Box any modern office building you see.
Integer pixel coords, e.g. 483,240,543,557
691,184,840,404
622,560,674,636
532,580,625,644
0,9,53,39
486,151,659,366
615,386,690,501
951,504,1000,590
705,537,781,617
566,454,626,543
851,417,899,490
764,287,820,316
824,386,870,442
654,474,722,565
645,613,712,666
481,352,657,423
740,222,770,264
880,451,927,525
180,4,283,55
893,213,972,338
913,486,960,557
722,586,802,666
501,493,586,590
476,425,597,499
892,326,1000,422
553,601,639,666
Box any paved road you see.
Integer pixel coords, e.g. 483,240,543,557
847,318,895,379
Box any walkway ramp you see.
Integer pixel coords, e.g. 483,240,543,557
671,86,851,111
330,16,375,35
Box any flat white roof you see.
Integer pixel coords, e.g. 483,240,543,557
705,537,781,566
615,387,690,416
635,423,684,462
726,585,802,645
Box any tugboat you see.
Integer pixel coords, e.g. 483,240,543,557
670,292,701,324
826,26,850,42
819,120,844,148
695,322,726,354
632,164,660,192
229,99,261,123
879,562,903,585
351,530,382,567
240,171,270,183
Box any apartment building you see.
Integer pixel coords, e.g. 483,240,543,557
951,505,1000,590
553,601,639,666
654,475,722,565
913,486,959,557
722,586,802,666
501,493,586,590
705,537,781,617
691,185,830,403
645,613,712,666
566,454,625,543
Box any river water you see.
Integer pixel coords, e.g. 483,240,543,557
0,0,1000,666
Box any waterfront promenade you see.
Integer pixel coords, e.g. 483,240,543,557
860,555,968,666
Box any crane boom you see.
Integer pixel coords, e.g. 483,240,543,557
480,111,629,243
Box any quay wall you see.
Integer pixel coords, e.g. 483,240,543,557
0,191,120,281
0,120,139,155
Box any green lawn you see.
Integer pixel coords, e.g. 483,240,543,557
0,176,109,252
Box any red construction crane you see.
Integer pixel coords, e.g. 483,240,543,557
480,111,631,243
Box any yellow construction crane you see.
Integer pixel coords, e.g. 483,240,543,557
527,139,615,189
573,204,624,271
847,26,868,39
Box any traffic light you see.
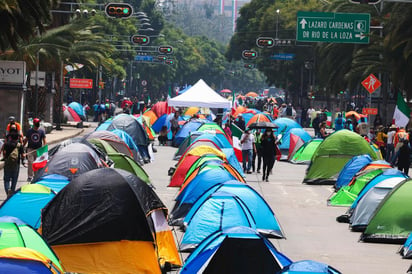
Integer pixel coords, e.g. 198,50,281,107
104,3,133,18
349,0,382,5
242,50,257,59
256,37,275,48
131,35,150,46
157,55,167,62
158,46,173,54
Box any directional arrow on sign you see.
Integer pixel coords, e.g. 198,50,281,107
299,18,308,29
355,32,366,40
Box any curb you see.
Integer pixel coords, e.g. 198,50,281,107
0,129,84,170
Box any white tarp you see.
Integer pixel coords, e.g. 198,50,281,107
167,79,232,108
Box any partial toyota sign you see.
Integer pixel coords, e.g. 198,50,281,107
0,61,26,84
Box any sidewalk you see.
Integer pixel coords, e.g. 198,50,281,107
0,123,95,170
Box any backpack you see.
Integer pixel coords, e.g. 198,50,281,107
286,106,292,116
5,143,20,166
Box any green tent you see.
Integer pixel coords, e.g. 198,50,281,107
0,217,63,270
87,139,151,185
107,152,151,185
361,179,412,243
290,139,323,164
303,129,377,184
328,169,383,206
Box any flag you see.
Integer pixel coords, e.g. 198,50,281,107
230,123,243,163
33,145,49,171
393,92,411,127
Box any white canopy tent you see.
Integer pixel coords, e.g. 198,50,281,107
167,79,232,108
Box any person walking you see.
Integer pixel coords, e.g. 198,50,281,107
240,128,256,174
1,131,25,197
397,140,411,175
23,118,47,182
260,128,276,182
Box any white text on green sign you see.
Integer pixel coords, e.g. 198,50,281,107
296,11,370,44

**EXERCISE DESCRIPTION**
Copy out every line above word for word, leaving out the picture.

**FINISHED TASK**
Box any modern office building you see.
Integer pixel coords, e.g. 483,240,543,557
691,184,840,404
622,560,674,636
532,580,625,644
0,9,53,39
486,151,659,366
615,386,690,501
951,504,1000,590
705,537,781,617
566,454,626,543
851,417,899,490
764,287,820,316
824,386,870,442
654,474,722,565
645,613,712,666
481,352,657,423
740,222,770,264
880,451,927,525
180,4,283,55
893,213,972,338
913,486,960,557
722,586,802,666
501,493,586,590
476,425,597,499
892,326,1000,422
553,601,639,666
Box any paved road you see.
Integer pixel coords, e.g. 483,240,543,557
847,318,895,379
Box any walkway ramp you see.
Integer pixel coords, e.g. 483,240,543,557
671,86,851,111
330,16,375,35
Box any flat white roof you see.
Integer pixel coords, e.g. 483,240,543,557
705,537,781,566
615,387,690,416
635,423,684,462
726,585,802,645
Box any tugboat you see.
Integer pixel coords, e.g. 483,240,543,557
670,292,701,324
826,26,850,42
819,120,844,148
695,322,726,354
632,164,660,192
229,99,261,123
879,562,903,585
351,530,382,567
240,171,270,183
Box any apartment building you see.
Integer pixel coords, e.g. 483,240,543,557
951,505,1000,590
553,601,639,666
654,475,722,565
913,486,959,557
722,586,802,666
501,493,586,590
705,537,781,617
691,185,830,403
645,613,712,666
566,454,625,543
Box any river water you see.
Integer pixel coords, e.g. 483,240,543,557
0,0,1000,666
Box any waterfront promenade you see.
Integer pixel coords, e.g. 483,240,543,557
860,555,968,666
Box any crane boom you see.
Integer pixel coords, e.g. 483,240,543,557
480,111,629,243
Box any quay wall you see.
Integer pixel coords, e.g. 483,240,543,557
0,191,120,281
0,120,139,155
Box any green lawn you see.
Integer pixel coords, e.g. 483,240,543,557
0,176,109,252
Box any red construction crane you see.
Integer pixel coords, e.g. 483,240,543,557
480,111,631,243
Box any yellow construction crane you see.
Integer pixel coords, e.g. 483,240,543,557
527,139,615,189
573,204,624,271
847,26,868,39
Box any traffic light you see.
Integer pixel coords, e.g. 198,50,281,107
104,3,133,18
349,0,382,5
242,50,257,59
256,37,275,48
131,35,150,46
157,55,167,62
158,46,173,54
Box any directional arrow on sign you see.
Integer pixel coords, e.g. 198,50,281,107
299,18,308,29
355,32,366,40
Box any curb you see.
Integer pixel coords, e.g. 198,50,281,107
0,129,84,170
Box any white tarp you see.
Integer pixel coords, e.g. 198,50,281,107
167,79,232,108
Box any partial toyota sign you see.
Integer pixel coords, e.g. 198,50,281,107
0,61,26,84
Box any sidewalk you see.
Integer pixel coords, e.g. 198,50,281,107
0,123,95,170
Box any backpack you see.
Integer pixel coords, e.g. 198,50,281,107
286,106,292,116
5,143,20,166
Box any green tent you see.
Integer pixel coords, e.g. 198,50,281,107
0,217,63,270
87,139,151,185
107,152,151,185
361,179,412,243
290,139,323,164
303,129,377,184
328,169,383,206
Box any flag you see.
Integer pixel coords, e.g. 198,50,281,107
230,123,243,163
33,145,49,171
393,92,411,127
Box any white canopy tent you see.
Integer pixel coords, e.g. 198,50,281,107
167,79,232,108
Box any person walking you see.
Integer pixel coords, e.g. 198,50,281,107
240,128,256,174
1,131,25,197
397,140,411,175
23,118,47,182
260,128,276,182
Box any white text on green sign you see.
Integer pixel coords, e.g. 198,50,281,107
296,11,370,44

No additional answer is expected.